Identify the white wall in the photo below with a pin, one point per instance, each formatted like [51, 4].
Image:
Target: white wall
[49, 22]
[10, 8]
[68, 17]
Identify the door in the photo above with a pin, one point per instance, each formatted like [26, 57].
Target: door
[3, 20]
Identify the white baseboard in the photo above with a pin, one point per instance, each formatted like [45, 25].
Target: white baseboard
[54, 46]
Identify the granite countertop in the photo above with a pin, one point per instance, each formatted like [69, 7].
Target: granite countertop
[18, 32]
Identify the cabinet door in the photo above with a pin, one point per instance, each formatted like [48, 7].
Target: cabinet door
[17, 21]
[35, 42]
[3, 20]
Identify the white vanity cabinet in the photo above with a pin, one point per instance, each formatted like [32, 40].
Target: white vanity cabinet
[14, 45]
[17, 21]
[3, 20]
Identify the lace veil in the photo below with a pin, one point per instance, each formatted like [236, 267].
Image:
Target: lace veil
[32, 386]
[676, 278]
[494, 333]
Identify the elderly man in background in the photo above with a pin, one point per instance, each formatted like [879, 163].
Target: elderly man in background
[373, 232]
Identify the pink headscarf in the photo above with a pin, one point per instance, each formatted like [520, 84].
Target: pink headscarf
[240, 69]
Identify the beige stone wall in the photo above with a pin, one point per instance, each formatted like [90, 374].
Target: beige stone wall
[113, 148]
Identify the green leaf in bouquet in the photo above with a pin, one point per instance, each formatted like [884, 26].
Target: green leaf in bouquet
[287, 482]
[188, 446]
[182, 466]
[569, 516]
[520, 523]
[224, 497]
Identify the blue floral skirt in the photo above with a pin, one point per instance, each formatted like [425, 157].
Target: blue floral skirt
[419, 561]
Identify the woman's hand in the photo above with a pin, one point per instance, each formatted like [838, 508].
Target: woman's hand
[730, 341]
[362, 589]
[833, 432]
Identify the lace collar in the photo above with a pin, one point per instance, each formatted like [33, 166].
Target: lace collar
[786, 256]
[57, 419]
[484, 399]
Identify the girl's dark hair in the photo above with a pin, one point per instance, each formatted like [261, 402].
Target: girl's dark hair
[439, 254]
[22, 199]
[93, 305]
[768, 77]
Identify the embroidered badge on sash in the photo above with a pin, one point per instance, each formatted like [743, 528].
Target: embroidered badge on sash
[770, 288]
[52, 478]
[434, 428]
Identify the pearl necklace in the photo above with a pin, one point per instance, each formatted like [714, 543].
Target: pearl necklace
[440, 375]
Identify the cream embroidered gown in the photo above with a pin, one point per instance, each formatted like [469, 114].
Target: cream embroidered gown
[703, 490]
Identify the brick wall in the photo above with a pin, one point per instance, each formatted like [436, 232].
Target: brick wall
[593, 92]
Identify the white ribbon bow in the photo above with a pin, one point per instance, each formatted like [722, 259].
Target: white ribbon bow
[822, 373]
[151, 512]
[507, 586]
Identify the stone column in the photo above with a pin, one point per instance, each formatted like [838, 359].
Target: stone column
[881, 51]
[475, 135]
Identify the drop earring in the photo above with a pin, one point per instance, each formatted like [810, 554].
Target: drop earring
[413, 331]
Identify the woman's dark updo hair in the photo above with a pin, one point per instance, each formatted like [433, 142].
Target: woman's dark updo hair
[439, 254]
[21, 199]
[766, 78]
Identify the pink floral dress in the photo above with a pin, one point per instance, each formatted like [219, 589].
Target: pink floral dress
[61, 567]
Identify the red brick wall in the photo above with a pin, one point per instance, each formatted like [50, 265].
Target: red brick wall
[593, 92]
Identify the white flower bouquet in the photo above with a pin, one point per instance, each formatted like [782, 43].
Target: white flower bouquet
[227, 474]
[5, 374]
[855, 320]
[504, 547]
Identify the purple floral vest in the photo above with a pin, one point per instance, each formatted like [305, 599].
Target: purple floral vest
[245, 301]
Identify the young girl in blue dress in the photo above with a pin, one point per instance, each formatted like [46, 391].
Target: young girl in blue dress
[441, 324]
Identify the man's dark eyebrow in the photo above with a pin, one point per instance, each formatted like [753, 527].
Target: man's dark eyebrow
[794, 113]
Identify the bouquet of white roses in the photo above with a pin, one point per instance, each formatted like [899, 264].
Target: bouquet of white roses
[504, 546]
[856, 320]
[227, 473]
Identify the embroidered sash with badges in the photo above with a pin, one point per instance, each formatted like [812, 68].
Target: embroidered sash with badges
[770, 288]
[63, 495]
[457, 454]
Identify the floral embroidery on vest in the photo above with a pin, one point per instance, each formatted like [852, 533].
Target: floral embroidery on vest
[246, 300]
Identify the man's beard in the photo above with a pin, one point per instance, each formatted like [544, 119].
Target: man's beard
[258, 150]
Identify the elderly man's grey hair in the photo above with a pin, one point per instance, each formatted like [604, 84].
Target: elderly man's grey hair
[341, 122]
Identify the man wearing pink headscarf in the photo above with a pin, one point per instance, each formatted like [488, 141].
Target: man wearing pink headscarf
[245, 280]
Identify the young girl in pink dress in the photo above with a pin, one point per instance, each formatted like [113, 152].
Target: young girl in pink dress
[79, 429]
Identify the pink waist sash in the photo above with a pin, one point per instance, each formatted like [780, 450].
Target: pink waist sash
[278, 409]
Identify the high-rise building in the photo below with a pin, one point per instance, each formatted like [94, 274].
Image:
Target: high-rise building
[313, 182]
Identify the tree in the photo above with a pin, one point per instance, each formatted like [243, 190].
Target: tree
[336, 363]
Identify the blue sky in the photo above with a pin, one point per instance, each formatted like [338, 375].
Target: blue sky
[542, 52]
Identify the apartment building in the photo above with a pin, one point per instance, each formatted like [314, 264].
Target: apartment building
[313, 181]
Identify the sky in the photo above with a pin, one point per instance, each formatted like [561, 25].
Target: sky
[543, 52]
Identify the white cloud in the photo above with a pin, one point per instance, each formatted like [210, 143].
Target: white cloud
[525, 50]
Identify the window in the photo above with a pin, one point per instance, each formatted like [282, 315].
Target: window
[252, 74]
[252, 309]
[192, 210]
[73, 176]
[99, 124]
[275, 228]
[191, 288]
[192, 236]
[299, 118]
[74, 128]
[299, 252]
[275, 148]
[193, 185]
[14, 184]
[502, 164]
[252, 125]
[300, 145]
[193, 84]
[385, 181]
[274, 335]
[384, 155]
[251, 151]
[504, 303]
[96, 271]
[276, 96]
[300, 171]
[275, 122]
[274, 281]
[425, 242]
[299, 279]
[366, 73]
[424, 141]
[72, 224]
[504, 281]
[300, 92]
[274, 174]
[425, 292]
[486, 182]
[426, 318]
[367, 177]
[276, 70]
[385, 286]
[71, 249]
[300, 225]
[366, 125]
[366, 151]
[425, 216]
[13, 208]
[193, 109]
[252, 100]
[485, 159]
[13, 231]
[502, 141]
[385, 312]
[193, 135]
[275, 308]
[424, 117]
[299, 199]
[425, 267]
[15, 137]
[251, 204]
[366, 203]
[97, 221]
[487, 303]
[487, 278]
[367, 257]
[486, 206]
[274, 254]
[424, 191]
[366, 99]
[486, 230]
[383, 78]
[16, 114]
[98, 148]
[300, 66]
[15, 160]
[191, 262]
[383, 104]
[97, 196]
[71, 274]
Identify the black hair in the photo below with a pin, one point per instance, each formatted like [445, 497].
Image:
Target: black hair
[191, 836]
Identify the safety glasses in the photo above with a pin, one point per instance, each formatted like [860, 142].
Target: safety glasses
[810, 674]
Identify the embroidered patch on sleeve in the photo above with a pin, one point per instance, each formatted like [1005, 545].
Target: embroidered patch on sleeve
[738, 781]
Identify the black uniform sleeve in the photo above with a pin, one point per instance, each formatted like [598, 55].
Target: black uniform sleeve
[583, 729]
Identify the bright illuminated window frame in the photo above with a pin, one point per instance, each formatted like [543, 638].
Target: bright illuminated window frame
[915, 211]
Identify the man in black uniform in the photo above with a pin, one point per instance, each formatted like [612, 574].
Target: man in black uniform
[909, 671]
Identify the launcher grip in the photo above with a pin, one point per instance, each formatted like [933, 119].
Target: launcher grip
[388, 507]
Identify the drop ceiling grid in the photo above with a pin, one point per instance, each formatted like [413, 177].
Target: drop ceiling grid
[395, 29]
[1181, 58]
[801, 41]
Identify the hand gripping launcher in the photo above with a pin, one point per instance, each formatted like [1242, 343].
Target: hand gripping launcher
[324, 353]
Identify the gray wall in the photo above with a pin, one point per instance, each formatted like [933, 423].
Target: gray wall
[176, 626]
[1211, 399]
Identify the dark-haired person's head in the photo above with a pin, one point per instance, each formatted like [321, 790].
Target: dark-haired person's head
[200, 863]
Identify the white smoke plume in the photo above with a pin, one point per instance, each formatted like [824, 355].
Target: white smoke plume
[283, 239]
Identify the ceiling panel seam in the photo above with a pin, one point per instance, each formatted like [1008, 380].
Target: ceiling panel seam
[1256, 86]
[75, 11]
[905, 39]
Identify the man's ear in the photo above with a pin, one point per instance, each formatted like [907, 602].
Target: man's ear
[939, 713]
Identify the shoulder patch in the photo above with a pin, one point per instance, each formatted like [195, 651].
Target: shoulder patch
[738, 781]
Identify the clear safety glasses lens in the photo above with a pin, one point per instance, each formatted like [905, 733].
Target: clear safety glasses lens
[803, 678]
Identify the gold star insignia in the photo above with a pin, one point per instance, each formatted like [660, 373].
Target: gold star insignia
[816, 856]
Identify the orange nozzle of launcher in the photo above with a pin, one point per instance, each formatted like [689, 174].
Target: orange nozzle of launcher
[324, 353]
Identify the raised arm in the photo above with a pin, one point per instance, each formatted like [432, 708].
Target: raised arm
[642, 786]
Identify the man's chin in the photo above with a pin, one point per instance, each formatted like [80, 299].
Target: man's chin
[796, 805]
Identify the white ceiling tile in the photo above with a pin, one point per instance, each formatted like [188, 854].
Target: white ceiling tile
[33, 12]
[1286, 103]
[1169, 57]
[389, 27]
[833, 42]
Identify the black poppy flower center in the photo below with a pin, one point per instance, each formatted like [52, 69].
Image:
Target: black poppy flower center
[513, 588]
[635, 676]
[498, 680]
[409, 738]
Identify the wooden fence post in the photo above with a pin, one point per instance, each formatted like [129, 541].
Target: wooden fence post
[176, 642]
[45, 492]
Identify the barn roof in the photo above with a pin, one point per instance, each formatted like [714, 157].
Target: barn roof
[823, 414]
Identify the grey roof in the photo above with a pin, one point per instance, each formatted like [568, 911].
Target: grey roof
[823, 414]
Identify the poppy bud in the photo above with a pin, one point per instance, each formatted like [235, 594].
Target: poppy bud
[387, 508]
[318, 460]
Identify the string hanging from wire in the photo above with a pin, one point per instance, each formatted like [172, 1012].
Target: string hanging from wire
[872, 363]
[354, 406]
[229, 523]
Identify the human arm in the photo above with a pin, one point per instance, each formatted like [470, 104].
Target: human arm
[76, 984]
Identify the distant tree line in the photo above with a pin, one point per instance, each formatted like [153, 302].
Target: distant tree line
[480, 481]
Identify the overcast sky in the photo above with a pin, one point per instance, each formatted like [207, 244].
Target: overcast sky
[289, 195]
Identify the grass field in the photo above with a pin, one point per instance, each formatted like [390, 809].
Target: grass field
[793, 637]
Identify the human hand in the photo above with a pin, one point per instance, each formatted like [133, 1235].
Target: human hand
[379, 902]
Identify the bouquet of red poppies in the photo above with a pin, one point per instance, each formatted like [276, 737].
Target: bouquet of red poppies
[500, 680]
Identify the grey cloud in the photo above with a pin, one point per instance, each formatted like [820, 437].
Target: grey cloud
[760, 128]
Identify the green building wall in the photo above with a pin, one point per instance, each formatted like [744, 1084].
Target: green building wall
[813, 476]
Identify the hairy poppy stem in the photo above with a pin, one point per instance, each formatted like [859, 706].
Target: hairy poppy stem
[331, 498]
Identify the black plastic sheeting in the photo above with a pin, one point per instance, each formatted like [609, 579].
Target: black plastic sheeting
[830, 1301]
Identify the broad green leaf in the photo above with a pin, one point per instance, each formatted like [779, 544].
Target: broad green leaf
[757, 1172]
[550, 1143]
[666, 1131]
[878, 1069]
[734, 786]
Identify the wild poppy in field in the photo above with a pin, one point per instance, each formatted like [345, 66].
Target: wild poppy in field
──────
Return, unchanged, the part of the data that opens with the line containing "Identify the black uniform" and closes with the line containing "[1211, 399]", including both of those lines.

Identify the black uniform sleeve in the photo above with a pin, one point per instance, each formatted like [598, 55].
Target: black uniform sleeve
[583, 729]
Identify the bright illuminated window frame in the photo above with a pin, one point per instance, each formatted like [543, 638].
Target: bright illuminated window frame
[915, 211]
Identify the man in black uniform in the photo above with a pin, one point per instance, each formatted like [612, 574].
Target: man in black uniform
[909, 671]
Identify the launcher grip in the photo above with a pin, one point per instance, each formatted like [933, 119].
Target: launcher grip
[388, 507]
Identify the drop ceiling grid in the photo above with a pin, one point per instance, each formatted like [413, 177].
Target: drop ceiling grid
[395, 29]
[1181, 58]
[801, 41]
Identify the hand gripping launcher in the photo above with a pin, one point per instance, each formatted like [1242, 343].
Target: hand gripping launcher
[324, 353]
Identify the gray wall in the photo above with a pin, one point per instance, each formatted like [933, 423].
Target: gray wall
[176, 626]
[1211, 399]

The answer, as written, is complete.